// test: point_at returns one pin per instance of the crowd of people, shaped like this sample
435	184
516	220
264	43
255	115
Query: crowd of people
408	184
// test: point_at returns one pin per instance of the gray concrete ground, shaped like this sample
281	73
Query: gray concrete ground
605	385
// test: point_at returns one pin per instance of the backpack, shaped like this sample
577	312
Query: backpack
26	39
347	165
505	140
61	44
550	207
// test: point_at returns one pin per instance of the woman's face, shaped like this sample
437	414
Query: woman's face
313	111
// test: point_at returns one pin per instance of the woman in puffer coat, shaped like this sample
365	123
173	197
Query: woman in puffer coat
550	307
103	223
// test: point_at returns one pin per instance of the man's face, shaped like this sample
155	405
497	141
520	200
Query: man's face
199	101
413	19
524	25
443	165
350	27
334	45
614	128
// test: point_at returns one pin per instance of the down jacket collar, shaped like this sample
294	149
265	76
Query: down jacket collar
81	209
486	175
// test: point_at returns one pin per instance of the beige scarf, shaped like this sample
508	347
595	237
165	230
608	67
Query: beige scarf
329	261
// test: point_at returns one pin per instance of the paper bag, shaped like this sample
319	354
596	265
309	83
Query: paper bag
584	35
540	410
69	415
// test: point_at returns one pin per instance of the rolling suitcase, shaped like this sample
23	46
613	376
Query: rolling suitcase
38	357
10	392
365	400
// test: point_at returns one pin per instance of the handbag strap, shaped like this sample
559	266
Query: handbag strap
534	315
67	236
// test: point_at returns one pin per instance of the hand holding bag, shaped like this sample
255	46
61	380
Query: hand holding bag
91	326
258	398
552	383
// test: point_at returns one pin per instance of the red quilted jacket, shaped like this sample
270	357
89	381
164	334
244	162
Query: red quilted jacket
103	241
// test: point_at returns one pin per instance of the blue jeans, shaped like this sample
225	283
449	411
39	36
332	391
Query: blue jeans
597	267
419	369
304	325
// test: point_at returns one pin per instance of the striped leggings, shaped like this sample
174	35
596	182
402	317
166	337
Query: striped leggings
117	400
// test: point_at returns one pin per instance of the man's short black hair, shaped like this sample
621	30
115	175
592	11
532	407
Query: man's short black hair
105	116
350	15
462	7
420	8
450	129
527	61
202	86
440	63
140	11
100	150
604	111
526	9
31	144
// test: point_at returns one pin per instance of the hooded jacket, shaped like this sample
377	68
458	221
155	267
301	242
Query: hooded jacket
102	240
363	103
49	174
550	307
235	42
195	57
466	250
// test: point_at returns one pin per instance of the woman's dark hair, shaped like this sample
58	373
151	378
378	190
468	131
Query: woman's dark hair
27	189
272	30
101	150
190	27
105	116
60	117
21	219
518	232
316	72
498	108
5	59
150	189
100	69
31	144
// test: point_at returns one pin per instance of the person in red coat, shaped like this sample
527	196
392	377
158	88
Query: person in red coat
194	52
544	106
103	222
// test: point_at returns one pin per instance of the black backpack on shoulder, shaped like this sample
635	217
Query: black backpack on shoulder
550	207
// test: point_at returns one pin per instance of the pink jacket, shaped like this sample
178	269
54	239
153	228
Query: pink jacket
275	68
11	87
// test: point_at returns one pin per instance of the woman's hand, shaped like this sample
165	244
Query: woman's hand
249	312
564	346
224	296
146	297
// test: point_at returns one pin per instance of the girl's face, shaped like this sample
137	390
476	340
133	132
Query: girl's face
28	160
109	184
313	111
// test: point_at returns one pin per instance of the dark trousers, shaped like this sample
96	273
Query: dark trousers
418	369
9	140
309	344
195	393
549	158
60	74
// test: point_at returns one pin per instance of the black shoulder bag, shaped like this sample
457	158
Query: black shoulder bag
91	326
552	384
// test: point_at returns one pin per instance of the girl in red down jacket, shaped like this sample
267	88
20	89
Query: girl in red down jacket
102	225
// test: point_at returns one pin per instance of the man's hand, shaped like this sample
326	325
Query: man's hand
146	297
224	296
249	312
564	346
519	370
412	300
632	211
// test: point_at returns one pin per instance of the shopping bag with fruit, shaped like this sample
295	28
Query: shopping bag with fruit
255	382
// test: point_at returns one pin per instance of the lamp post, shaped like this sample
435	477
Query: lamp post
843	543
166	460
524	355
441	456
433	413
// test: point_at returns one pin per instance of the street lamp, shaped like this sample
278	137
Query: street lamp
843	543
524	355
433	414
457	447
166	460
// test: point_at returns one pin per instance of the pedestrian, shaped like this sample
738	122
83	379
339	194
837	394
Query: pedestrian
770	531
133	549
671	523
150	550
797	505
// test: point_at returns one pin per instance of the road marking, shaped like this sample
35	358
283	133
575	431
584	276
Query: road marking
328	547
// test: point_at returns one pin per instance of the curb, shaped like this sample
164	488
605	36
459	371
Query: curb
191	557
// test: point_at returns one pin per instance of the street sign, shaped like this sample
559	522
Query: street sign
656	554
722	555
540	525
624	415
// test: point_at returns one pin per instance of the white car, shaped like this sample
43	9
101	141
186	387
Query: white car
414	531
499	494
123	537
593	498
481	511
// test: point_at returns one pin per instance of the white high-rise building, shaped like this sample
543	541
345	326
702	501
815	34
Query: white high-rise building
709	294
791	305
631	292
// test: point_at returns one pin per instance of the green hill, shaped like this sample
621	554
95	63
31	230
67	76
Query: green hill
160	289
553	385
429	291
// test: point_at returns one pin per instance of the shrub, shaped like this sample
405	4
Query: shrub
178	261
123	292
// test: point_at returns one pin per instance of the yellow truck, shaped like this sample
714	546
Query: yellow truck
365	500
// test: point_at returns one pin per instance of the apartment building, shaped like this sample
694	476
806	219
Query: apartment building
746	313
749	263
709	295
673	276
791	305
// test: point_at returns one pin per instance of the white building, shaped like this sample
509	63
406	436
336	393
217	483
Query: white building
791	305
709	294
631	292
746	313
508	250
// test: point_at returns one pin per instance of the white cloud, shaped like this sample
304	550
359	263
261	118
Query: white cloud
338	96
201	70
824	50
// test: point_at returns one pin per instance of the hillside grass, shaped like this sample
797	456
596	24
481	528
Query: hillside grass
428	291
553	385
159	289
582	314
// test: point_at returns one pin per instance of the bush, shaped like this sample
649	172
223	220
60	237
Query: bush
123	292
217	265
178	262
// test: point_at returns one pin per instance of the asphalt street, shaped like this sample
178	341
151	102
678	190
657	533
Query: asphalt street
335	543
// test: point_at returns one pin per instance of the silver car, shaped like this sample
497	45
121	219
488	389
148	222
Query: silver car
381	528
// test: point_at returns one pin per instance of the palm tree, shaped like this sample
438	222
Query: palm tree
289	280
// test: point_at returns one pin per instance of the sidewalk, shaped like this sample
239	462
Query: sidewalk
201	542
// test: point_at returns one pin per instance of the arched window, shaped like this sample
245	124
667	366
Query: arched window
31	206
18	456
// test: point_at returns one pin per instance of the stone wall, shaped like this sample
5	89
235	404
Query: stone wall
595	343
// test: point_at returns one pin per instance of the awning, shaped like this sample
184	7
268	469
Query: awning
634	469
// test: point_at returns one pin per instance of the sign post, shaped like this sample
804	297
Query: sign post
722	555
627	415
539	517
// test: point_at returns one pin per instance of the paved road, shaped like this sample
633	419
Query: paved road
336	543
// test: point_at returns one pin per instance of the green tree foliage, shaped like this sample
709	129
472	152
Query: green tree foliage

════

WHAT TO WORK ON: Collect the complete line wherever the string "foliage" appears in the records.

RESPONSE:
// test: point_at returns one pin per instance of the green tree foliage, shaped like this sample
Query: green tree foliage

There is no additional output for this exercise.